All records below should be repeated exactly, with the pictures left out.

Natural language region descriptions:
──────────

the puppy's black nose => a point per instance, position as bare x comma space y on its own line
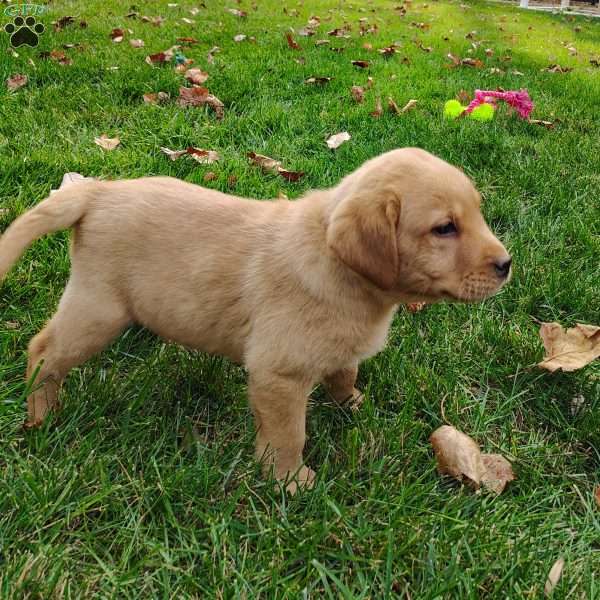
503, 267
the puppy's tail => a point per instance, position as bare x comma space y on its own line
61, 210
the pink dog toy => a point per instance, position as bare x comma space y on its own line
520, 101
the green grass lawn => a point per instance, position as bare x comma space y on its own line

──────────

Solution
the puppy's black nose => a point per instance, position as bare x comma space y on its own line
503, 267
the puppy's tail => a point per instance, position as bare x comma space y on its own line
61, 210
the pink dog toy => a point per instance, position as bare x comma space y on its own line
520, 101
the green grass lawn => a point per instance, position as bare x comma space y on its own line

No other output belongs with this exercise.